**Exercise directions**
Keeping every character as it is, transcribe the entries below.

**Material for the task**

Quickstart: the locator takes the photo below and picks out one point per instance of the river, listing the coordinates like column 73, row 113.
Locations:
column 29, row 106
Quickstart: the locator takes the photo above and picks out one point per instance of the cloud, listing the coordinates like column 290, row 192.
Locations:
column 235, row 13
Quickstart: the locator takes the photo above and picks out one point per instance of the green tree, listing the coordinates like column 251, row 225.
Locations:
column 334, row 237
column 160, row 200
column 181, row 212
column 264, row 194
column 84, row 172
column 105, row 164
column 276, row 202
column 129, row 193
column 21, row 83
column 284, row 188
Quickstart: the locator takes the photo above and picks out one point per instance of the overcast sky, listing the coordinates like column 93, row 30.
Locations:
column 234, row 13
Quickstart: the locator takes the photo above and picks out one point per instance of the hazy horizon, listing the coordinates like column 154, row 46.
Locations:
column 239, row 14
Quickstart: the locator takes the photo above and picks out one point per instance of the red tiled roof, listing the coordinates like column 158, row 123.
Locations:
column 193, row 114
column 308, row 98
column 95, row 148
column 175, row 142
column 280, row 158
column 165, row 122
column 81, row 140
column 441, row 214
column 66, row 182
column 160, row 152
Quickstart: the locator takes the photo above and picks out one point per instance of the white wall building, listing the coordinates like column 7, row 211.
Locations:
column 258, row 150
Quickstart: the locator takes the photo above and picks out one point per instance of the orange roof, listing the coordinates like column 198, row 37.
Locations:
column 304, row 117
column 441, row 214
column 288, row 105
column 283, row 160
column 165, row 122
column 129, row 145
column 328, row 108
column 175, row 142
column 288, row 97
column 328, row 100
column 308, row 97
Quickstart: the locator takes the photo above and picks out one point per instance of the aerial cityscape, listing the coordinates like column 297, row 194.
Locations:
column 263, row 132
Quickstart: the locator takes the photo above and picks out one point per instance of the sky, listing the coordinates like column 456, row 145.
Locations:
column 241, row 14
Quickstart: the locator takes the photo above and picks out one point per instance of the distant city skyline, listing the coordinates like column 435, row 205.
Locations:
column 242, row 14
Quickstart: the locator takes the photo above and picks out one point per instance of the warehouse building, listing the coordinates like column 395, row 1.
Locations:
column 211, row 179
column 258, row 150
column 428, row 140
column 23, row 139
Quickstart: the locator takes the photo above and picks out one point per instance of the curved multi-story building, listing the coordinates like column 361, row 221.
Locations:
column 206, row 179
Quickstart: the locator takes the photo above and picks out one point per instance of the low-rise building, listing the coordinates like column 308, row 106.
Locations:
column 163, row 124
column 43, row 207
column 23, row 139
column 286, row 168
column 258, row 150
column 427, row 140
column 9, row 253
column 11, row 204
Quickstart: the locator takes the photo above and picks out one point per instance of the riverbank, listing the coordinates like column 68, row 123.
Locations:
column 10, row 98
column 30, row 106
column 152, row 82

**Answer space**
Quickstart: the locator takes the photo below and picks out one point per instance of the river, listing the coordinates like column 73, row 113.
Locations:
column 29, row 106
Quickstart: the locator takes the photo above and picks out one point per instance of the cloud, listing the coordinates like column 290, row 192.
Locations:
column 235, row 13
Quickstart: the locator takes the photo above and picks out one point per instance of the green tree, listing the coordinates like column 251, row 225.
Locations:
column 334, row 237
column 160, row 200
column 181, row 212
column 264, row 194
column 84, row 172
column 105, row 164
column 276, row 202
column 129, row 193
column 21, row 83
column 284, row 188
Quickstart: the locator takes the photo above and picks out one point per instance of the overcast sky, listing the coordinates like column 93, row 30.
Locations:
column 234, row 13
Quickstart: the locator takes the photo above and picks out one point per instance of the hazy horizon, listing the coordinates like column 154, row 46.
Locations:
column 239, row 14
Quickstart: the locator takes the photo above and picks out one point per instance of the red tiled roof, listing the coordinates like column 158, row 123.
Locations:
column 193, row 114
column 308, row 98
column 95, row 148
column 175, row 142
column 280, row 158
column 165, row 122
column 81, row 140
column 441, row 214
column 66, row 182
column 160, row 152
Quickstart: the locator takes the photo above and picks out one point per instance of the white wall building, listing the coordinates like column 7, row 211.
Locations:
column 258, row 150
Quickstart: the locator takes the photo above and picks out one point per instance of the orange roof, listing the coordinates like column 198, row 37.
Locations:
column 304, row 117
column 441, row 214
column 288, row 105
column 283, row 160
column 165, row 122
column 129, row 145
column 328, row 108
column 175, row 142
column 288, row 97
column 328, row 100
column 308, row 97
Quickstart: the locator takes the photo above and picks out one point per instance of the aerial cityscape, listing the coordinates like column 297, row 194.
Locations:
column 263, row 132
Quickstart: the locator takes the photo above and picks out one point per instance of the sky, listing the coordinates like column 456, row 145.
Locations:
column 241, row 14
Quickstart: the locator takes the photo above and picks out one point per instance of the distant city skyline, listing the coordinates like column 435, row 205.
Locations:
column 242, row 14
Quickstart: the locator takes the photo above and picks out one point per instance of the warehouse building, listing the coordinates like column 395, row 1.
Locations:
column 211, row 179
column 258, row 150
column 428, row 140
column 23, row 139
Quickstart: the locator takes the photo above and picks out one point per instance of the curved multi-story building, listing the coordinates like column 361, row 221.
Locations:
column 206, row 179
Quickstart: the locator takes the photo above and picks out one point per instance of the low-rise building, listing the coordinates like column 308, row 106.
Locations:
column 163, row 124
column 43, row 207
column 23, row 139
column 286, row 168
column 258, row 150
column 427, row 140
column 9, row 253
column 11, row 204
Quickstart: the locator takes the photo above and picks out one point per instance of the riverbank, listing the coordinates like column 68, row 123.
Locations:
column 10, row 98
column 30, row 106
column 152, row 82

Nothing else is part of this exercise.